:: Text passage ::

*** Block opens ***

AMH vs. AFC as Predictive for Pregnancy Rate after ICSI

Osama Ahmed Ibrahim,

Published on: 2020-05-30


Introduction: In assisted reproduction programs, several parameters known as ovarian reserve markers, such as serum follicle-stimulating hormone (FSH) concentration, antral follicle count (AFC) and serum Anti-Müllerian Hormone (AMH) concentration, are widely used to predict ovarian responses to gonadotropin stimulation during in-vitro fertilization (IVF) treatment.
Aim: To compare the predictive value of Anti-Müllerian Hormone (AMH) and antral follicle count on fertilization rate (FR), implantation rate, blastocyst development, embryo quality, chemical pregnancy, clinical pregnancy and ongoing pregnancy after ICSI.

*** Block closes ***

:: Supplied records ::

*** Block opens ***

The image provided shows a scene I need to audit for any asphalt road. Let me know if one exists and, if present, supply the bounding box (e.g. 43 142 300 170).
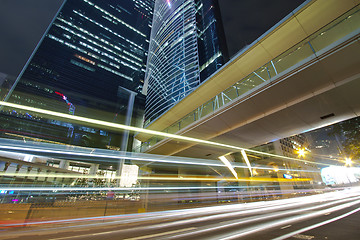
0 188 360 240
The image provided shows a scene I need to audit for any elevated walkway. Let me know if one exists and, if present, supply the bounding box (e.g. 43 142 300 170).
137 0 360 158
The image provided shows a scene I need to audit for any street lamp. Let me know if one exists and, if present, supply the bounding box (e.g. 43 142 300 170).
345 158 352 166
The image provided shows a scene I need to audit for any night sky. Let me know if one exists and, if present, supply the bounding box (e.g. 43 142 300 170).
0 0 304 76
219 0 304 57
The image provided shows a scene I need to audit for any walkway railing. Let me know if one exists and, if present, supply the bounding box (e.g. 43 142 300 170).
139 6 360 152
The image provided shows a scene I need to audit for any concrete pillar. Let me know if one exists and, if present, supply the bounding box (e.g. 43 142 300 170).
59 160 70 170
89 163 100 175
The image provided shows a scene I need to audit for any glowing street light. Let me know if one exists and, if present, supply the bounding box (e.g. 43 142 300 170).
345 158 352 166
296 148 306 158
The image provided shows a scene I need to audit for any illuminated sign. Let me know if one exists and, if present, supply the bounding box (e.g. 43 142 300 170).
283 173 292 179
120 165 139 187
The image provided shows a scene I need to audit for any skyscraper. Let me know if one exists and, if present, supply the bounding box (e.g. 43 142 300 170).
144 0 228 126
0 0 154 150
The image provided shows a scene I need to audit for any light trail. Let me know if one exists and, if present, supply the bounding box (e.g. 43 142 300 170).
0 144 318 172
0 188 360 239
0 101 331 166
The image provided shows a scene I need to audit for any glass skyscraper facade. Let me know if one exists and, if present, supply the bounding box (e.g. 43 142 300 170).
144 0 228 126
0 0 154 150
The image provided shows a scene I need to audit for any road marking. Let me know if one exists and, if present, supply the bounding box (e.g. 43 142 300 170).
273 208 360 240
124 227 196 240
293 234 314 239
280 225 291 229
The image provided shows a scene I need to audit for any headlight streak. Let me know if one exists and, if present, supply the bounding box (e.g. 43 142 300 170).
273 208 360 240
217 200 360 240
0 145 317 175
0 189 359 240
143 197 360 234
169 197 360 240
0 101 331 166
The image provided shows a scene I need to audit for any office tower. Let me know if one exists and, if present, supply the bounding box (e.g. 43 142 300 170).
144 0 228 126
1 0 154 150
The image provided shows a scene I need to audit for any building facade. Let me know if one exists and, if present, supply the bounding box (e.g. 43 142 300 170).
143 0 228 126
1 0 154 150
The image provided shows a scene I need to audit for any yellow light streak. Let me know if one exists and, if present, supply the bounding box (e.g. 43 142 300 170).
219 156 238 179
345 158 352 166
0 173 312 182
0 101 332 166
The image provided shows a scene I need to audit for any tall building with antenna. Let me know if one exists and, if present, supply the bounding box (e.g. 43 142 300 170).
144 0 228 126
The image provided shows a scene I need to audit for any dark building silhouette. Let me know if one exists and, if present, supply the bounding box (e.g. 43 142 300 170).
0 0 154 150
144 0 228 126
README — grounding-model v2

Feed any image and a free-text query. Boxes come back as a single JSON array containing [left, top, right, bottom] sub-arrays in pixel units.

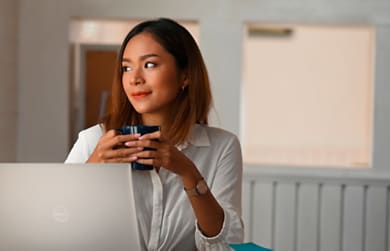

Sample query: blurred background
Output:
[[0, 0, 390, 251]]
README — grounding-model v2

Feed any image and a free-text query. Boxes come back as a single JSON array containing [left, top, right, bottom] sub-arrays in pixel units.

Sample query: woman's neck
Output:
[[141, 114, 168, 133]]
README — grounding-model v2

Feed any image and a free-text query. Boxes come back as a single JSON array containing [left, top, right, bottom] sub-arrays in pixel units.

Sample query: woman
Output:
[[66, 18, 243, 250]]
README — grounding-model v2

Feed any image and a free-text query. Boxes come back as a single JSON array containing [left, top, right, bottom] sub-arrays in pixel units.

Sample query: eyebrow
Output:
[[122, 53, 160, 62]]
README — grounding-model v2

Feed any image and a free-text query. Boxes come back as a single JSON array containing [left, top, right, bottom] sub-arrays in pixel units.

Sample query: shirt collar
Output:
[[177, 124, 210, 151]]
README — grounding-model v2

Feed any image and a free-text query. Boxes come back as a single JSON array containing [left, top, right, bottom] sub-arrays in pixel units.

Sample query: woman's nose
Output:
[[130, 68, 145, 85]]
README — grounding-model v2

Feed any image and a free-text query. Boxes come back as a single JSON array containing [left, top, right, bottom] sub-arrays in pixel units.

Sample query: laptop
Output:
[[0, 163, 141, 251]]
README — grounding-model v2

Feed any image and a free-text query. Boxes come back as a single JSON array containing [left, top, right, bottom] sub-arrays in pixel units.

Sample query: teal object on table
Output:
[[229, 242, 272, 251]]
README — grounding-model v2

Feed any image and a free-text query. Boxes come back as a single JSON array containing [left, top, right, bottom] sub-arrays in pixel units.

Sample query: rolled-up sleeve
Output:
[[195, 132, 244, 251]]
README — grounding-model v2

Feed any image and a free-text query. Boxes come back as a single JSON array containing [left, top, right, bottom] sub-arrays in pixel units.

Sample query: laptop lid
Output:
[[0, 163, 140, 251]]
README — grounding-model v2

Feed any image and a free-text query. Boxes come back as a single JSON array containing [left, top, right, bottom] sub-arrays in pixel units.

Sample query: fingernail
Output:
[[125, 141, 135, 146]]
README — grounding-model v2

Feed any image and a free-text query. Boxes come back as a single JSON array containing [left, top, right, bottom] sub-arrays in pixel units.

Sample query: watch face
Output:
[[196, 180, 208, 194]]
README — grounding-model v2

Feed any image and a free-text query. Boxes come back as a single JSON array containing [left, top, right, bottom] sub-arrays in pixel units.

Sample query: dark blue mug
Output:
[[117, 125, 160, 170]]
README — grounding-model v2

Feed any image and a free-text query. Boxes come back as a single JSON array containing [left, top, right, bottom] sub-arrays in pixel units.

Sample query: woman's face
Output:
[[122, 32, 184, 120]]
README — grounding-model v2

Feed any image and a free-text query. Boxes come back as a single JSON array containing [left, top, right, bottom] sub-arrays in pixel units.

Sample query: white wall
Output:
[[5, 0, 390, 168], [0, 0, 18, 162]]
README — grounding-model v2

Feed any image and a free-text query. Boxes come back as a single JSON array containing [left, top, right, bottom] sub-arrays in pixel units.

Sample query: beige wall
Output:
[[0, 0, 18, 161], [0, 0, 390, 168]]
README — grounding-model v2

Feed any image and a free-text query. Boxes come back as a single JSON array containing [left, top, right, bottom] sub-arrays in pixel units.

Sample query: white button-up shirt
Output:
[[65, 125, 243, 251]]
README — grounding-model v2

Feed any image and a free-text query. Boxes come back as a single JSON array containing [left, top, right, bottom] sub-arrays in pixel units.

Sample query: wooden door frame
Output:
[[70, 44, 120, 143]]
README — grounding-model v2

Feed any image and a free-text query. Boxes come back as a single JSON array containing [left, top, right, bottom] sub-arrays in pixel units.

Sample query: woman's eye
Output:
[[145, 62, 156, 68], [122, 66, 131, 72]]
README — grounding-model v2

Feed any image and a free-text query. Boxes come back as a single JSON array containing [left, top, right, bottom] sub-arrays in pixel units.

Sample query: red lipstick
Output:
[[131, 91, 152, 98]]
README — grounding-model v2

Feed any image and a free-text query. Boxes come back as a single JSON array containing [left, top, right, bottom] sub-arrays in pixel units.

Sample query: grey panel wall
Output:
[[243, 167, 390, 251]]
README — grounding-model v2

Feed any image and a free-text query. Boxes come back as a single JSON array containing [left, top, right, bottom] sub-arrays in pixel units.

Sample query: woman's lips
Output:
[[131, 91, 152, 99]]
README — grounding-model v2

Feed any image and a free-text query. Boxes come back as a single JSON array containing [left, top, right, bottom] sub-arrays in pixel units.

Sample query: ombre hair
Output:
[[102, 18, 212, 144]]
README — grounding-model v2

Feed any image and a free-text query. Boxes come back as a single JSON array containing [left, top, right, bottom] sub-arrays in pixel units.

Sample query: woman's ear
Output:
[[181, 72, 189, 89]]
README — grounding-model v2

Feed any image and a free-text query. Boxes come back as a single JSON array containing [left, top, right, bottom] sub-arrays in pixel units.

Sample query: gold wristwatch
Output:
[[184, 178, 209, 196]]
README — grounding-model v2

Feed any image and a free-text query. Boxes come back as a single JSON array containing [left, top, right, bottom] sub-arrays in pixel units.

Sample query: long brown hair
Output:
[[102, 18, 212, 144]]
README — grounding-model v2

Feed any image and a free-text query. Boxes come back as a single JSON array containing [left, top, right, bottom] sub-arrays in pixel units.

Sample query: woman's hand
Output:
[[125, 131, 198, 178], [87, 130, 143, 163]]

*** Block closes ***

:: Problem set ::
**1.** Output the passage of the AMH and AFC abstract from "Introduction: In assisted" to "pregnancy after ICSI.", copied word for word.
**2.** Which ovarian reserve markers does the AMH and AFC abstract name as widely used in assisted reproduction programs?
**3.** Write the next part of the AMH and AFC abstract, starting after its final sentence.

:: Outputs in order ::
**1.**
Introduction: In assisted reproduction programs, several parameters known as ovarian reserve markers, such as serum follicle-stimulating hormone (FSH) concentration, antral follicle count (AFC) and serum Anti-Müllerian Hormone (AMH) concentration, are widely used to predict ovarian responses to gonadotropin stimulation during in-vitro fertilization (IVF) treatment.
Aim: To compare the predictive value of Anti-Müllerian Hormone (AMH) and antral follicle count on fertilization rate (FR), implantation rate, blastocyst development, embryo quality, chemical pregnancy, clinical pregnancy and ongoing pregnancy after ICSI.

**2.** Serum follicle-stimulating hormone (FSH) concentration, antral follicle count (AFC), and serum Anti-Müllerian Hormone (AMH) concentration.

**3.**
Method: This quasi-experimental study was conducted in the Department of Obstetrics and Gynecology, El- Minia Infertility Center Faculty of Medicine, El-Minia University, and two private centers during the period from June 2016 to June 2018 after being approved by the department ethical Committee. The study population included 56 subjects aged between 25 and 42 years, enrolled for their first intracytoplasmic sperm injection (ICSI) program. Baseline hormone profiles including serum levels of Estradiol (E2), Follicle-stimulating hormone (FSH), Luteinizing hormone (LH), and Anti-Müllerian Hormone (AMH) were determined on day 3 of the previous cycle. The antral follicle count measurements were performed on days 3-5 of the same menstrual cycle. Antral follicles within the bilateral ovaries between 2-6 mm were recorded. The subjects were treated with the long protocol for ovarian stimulation. Ovulation was induced with 10,000 IU of human chorionic gonadotropin (hCG) when at least 3 follicles attained the size of more than 17 mm. Transvaginal oocyte retrieval was performed under ultrasound guidance 36 hours after hCG administration.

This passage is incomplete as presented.